The data:

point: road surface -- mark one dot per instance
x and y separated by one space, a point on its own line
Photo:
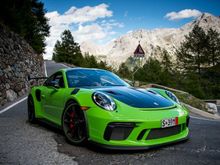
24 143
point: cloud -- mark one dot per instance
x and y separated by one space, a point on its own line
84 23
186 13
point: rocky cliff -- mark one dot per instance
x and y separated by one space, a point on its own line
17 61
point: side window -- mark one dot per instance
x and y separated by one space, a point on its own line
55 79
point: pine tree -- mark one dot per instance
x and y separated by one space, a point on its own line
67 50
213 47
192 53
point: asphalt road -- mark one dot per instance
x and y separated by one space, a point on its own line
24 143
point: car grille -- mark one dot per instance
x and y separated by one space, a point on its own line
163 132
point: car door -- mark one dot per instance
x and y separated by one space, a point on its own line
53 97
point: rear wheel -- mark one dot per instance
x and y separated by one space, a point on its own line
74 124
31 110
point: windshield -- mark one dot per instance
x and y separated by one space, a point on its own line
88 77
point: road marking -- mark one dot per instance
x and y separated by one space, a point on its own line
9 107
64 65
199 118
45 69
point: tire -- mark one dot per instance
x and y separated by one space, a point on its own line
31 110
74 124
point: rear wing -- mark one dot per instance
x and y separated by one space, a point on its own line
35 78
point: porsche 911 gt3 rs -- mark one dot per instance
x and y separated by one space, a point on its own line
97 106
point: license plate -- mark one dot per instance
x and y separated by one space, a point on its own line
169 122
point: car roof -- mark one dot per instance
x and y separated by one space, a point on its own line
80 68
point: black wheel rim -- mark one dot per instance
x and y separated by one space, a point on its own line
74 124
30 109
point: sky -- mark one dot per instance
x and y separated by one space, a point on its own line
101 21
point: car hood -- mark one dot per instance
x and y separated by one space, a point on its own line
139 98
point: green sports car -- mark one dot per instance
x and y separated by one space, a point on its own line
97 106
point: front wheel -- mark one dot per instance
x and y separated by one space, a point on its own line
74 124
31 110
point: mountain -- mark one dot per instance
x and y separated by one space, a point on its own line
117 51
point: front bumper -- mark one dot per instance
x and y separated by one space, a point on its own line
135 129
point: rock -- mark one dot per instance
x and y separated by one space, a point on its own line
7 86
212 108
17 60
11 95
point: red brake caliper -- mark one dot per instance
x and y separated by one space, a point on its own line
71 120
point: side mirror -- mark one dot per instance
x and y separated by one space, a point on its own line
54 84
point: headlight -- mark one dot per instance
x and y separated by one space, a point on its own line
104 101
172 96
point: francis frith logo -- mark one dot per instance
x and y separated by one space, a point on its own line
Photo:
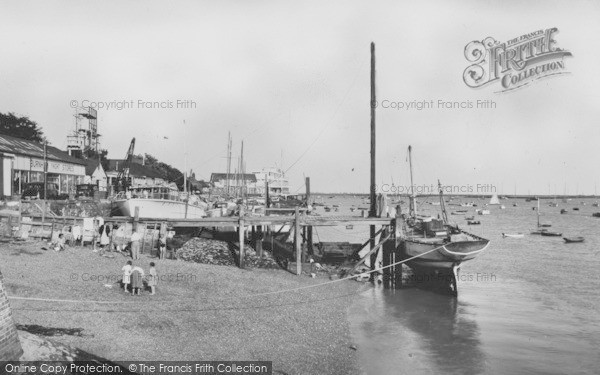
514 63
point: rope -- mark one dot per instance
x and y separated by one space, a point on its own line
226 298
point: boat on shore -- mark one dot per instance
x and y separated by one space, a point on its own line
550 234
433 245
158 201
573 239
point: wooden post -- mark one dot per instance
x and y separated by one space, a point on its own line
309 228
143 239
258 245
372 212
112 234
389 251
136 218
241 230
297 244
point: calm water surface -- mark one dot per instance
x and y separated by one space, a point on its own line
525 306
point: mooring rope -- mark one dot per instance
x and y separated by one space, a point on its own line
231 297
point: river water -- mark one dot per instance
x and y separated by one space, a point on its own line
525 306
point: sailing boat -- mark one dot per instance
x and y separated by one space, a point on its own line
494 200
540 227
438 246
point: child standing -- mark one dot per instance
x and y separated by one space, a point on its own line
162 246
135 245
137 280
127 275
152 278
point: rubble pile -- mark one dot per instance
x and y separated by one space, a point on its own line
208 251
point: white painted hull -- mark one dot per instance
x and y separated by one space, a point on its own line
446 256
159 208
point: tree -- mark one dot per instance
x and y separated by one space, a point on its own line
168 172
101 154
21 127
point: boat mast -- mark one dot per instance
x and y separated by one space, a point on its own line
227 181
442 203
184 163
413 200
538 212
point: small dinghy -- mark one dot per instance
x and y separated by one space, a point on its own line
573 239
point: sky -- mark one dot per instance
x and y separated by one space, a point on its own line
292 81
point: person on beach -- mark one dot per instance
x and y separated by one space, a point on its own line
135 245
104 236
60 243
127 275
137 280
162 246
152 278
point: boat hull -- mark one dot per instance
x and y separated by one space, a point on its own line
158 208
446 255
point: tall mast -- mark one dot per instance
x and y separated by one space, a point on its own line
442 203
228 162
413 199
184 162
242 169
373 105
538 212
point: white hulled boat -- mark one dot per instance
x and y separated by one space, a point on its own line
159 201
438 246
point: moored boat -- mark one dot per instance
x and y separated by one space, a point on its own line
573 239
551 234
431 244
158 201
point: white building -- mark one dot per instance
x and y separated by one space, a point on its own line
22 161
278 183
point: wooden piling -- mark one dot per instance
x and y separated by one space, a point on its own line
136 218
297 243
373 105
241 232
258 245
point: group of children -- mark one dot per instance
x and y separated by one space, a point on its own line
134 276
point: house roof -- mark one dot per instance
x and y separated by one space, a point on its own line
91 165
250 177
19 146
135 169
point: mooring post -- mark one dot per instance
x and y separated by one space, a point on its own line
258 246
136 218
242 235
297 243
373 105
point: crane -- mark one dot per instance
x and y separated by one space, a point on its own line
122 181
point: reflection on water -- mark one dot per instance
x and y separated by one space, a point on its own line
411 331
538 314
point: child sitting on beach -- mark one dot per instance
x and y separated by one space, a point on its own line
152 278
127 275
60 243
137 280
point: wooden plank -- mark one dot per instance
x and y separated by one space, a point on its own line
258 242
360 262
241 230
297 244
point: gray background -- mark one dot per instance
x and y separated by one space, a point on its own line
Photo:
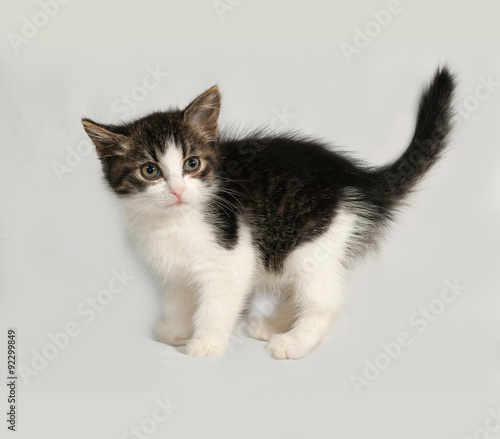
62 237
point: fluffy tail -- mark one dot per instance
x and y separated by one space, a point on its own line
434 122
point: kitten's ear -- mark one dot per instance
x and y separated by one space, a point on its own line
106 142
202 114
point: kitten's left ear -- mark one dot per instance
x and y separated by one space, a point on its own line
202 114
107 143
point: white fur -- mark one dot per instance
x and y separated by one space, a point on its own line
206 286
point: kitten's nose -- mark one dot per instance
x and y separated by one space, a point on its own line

==

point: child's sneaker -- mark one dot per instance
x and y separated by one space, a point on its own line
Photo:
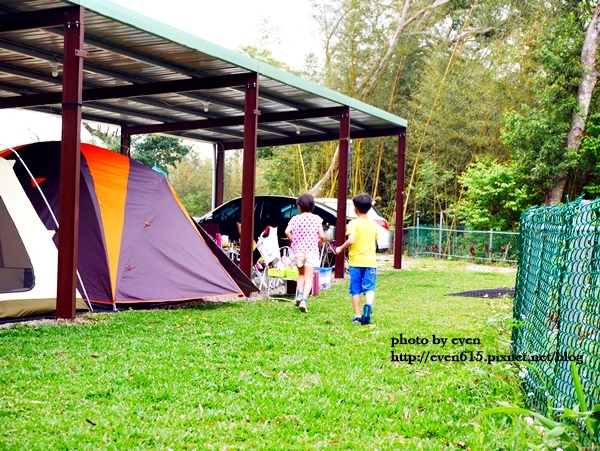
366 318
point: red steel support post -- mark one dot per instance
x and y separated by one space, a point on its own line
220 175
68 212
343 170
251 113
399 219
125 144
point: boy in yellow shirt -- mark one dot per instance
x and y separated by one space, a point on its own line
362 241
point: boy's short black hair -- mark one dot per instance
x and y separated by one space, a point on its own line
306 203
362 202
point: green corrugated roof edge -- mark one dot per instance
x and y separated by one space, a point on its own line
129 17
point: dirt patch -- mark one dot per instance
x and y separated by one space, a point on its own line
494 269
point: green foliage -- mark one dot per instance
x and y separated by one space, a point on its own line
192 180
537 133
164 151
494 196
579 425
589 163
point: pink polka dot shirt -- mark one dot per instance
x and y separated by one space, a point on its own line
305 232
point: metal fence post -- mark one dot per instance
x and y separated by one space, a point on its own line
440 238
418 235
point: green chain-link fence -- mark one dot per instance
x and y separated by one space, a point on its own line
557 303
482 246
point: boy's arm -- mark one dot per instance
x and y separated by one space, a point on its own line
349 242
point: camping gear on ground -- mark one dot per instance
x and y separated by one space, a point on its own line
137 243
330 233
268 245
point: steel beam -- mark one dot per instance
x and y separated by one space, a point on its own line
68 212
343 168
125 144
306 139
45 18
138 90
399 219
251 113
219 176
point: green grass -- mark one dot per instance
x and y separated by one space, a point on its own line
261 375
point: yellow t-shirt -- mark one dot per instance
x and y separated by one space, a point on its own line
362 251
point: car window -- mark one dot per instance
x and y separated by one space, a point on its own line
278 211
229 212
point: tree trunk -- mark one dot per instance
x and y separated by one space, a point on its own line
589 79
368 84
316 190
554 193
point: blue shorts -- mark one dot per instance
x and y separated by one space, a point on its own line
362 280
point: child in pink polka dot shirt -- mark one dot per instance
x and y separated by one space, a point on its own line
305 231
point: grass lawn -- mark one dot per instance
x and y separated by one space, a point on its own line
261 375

Problem to work on:
Locate each line in the data above that contains the string "tree", and copy those lines. Case counts, so match uppercase and lowercase letters exactly.

Response to this exercise:
point: pine tree -- mark one dot per instance
point: tree -- mark one dot per instance
point: tree trunk -- mark one dot per instance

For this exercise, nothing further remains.